A China Three Gorges (CTG), fundada em 1993, para construir e administrar o maior projeto hidroelétrico do mundo, no centro da China, é tutelada diretamente pelo Governo chinês, à semelhança da maioria das principais empresas do país.

No seu portal oficial, a CTG apresenta-se como a "maior construtora de centrais hidroelétricas do mundo e o grupo líder chinês em energias limpas".

Na China, a empresa construiu e administra a barragem das Três Gargantas, um dos maiores projetos de engenharia de sempre no país, com um orçamento de 180 mil milhões de renminbi (23,7 mil milhões de euros), e que levou à deslocação de pelo menos 1,2 milhões de pessoas, segundo dados oficiais.

Idealizada ainda pelo fundador da República Popular da China, Mao Zedong, durante a década de 1950, para acabar com o défice energético de Xangai e do delta do rio Yangtze, a barragem das Três Gargantas demorou 17 anos a ser construída. As 32 turbinas em funcionamento daquela estrutura, que corta o rio Yangtze a meio, têm uma capacidade instalada de 22.500 megawatts.

O processo de internacionalização da CTG iniciou-se em 2011, quando a empresa pagou ao Estado português 2.700 milhões de euros por 21,35% do capital da EDP.

Em 2015, arrematou em leilão os direitos de concessão por 30 anos das centrais hidroelétricas brasileiras da Ilha Solteira e da Jupia, num negócio que envolveu o pagamento de 13,8 mil milhões de reais (3,4 mil milhões de euros) ao Estado brasileiro.

Em 2016, comprou 80% da Meerwind, operadora de um dos maiores parques eólicos em alto mar da Alemanha, ao fundo norte-americano Blackstone Group.

Em entrevista à agência Lusa, no mesmo ano, o vice-presidente executivo da CTG International Wu Shengliang enalteceu o contributo da EDP para a internacionalização da estatal chinesa.

"Hoje, a CTG é a segunda maior geradora de energia com capital privado no Brasil, (...) temos projetos conjuntos com a EDP em Inglaterra e França, e presença em Itália, Polónia e Portugal", afirmou.

Na sexta-feira, a China Three Gorges lançou uma Oferta Pública de Aquisição (OPA) voluntária sobre o capital da EDP, oferecendo uma contrapartida de 3,26 euros por cada ação, o que representa um prémio de 4,82% face ao valor de mercado e avalia a empresa em cerca de 11,9 mil milhões de euros.

À semelhança da maioria das 115 empresas chinesas que constam na lista das "500 mais" da Fortune, a CTG pertence ao Estado e é diretamente tutelada pelo governo central chinês, através de um organismo conhecido como SASAC (State-owned Assets Supervision and Administration Commission), ilustrando um sistema que a China designa como economia de mercado socialista.

Registos fornecidos -

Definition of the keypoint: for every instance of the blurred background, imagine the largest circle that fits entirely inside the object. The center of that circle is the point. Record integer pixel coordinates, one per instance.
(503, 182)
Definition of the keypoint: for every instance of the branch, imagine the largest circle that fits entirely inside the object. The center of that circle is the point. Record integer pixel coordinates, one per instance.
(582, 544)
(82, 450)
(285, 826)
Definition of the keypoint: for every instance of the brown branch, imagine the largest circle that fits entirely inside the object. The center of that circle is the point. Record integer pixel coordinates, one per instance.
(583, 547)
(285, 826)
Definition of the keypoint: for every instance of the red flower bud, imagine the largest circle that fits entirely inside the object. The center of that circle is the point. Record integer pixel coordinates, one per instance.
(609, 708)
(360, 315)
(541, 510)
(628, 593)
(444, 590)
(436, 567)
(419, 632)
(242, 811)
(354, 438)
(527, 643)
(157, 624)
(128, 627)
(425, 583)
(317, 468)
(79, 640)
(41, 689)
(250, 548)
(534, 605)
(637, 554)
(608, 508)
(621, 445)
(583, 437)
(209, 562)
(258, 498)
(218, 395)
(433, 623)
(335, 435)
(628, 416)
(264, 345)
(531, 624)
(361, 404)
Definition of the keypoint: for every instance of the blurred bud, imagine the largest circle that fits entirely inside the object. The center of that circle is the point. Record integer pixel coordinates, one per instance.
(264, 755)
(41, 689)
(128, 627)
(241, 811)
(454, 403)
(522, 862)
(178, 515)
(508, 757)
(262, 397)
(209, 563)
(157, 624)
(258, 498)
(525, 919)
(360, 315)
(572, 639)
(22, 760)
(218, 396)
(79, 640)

--

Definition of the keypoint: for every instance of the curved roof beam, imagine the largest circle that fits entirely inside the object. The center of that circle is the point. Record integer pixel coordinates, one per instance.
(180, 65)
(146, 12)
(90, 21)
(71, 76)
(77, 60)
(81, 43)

---

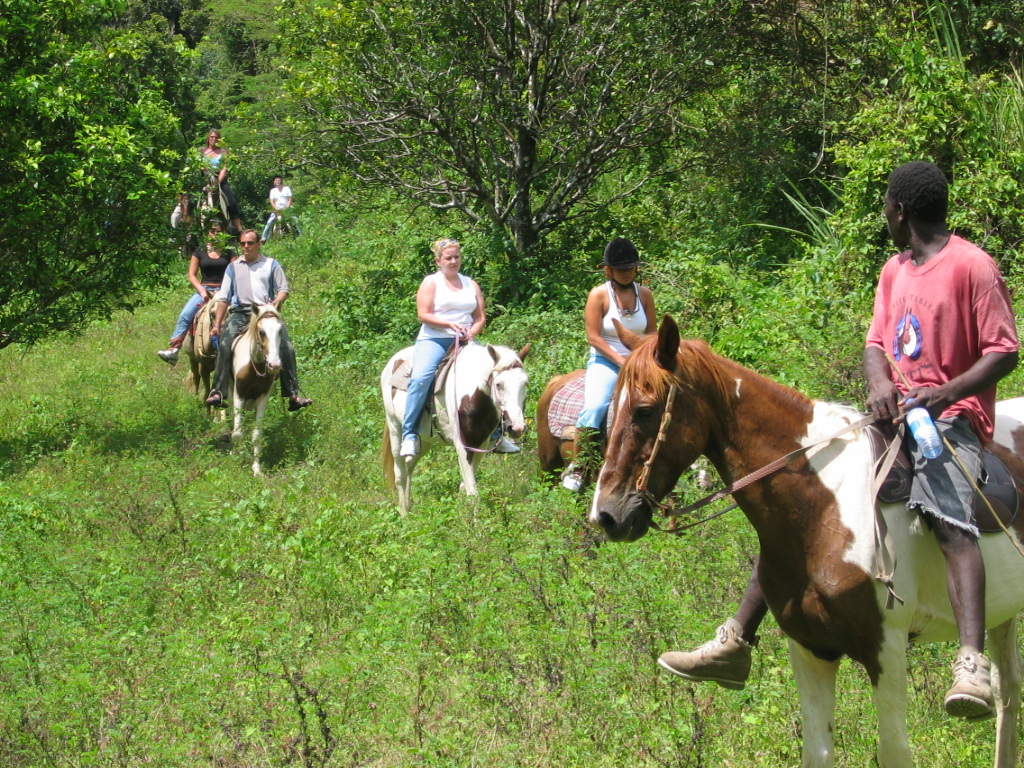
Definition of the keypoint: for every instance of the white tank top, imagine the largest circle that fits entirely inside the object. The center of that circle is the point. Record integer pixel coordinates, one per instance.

Tarefas do exercício -
1. De acordo com o texto sobre a China Three Gorges, quantos anos demorou a construção da barragem das Três Gargantas?
2. Traduza para inglês esta frase do texto sobre a China Three Gorges: "O processo de internacionalização da CTG iniciou-se em 2011, quando a empresa pagou ao Estado português 2.700 milhões de euros por 21,35% do capital da EDP."
3. Retome o texto sobre a China Three Gorges a partir do ponto em que termina.
Os registos não são necessários para nada.

As respostas -
1. Demorou 17 anos a ser construída.

2. CTG's internationalization process began in 2011, when the company paid the Portuguese State 2,700 million euros for 21.35% of EDP's capital.

3.
"Os grupos estatais são cada vez menos, mas continuam a dominar os setores chave da economia chinesa", explica à Lusa Wang Hao, professor da Escola Nacional de Desenvolvimento da Universidade de Pequim. "É uma forma de a elite do Partido Comunista Chinês (PCC) assegurar o controlo da economia" diz.

No último congresso do PCC, em outubro passado, o Presidente da China, Xi Jinping, apelou ao desenvolvimento das empresas estatais, para que se tornem "maiores" e "mais fortes", provando que a tendência será reforçar o papel do Estado na segunda maior economia mundial.

Serão precisamente os grandes grupos do Estado chinês que materializarão a "Nova Rota da Seda", o gigante plano de infraestruturas lançado por Xi Jinping, e que visa colocar a China no centro da futura ordem mundial.

Uma malha ferroviária até à Europa, gasodutos desde o Turquemenistão e Birmânia ou novos portos em Moçambique e Geórgia são alguns dos projetos daquela iniciativa, que vai abranger 65 países – 70% da população mundial –, três quartos dos recursos energéticos do planeta e 28% do Produto Interno Bruto (PIB) mundial.

"As empresas estatais têm hoje uma base comercial", afirma Wang Hao. "Mas também obedecem a diretrizes políticas", acrescenta.

OPA surge num período de crescente escrutínio sobre investimento chinês no ocidente

A OPA da China Three Gorges (CTG) à EDP surge numa altura de crescente escrutínio na Europa e Estados Unidos sobre o investimento chinês, com vários negócios a serem bloqueados por motivos de segurança nacional.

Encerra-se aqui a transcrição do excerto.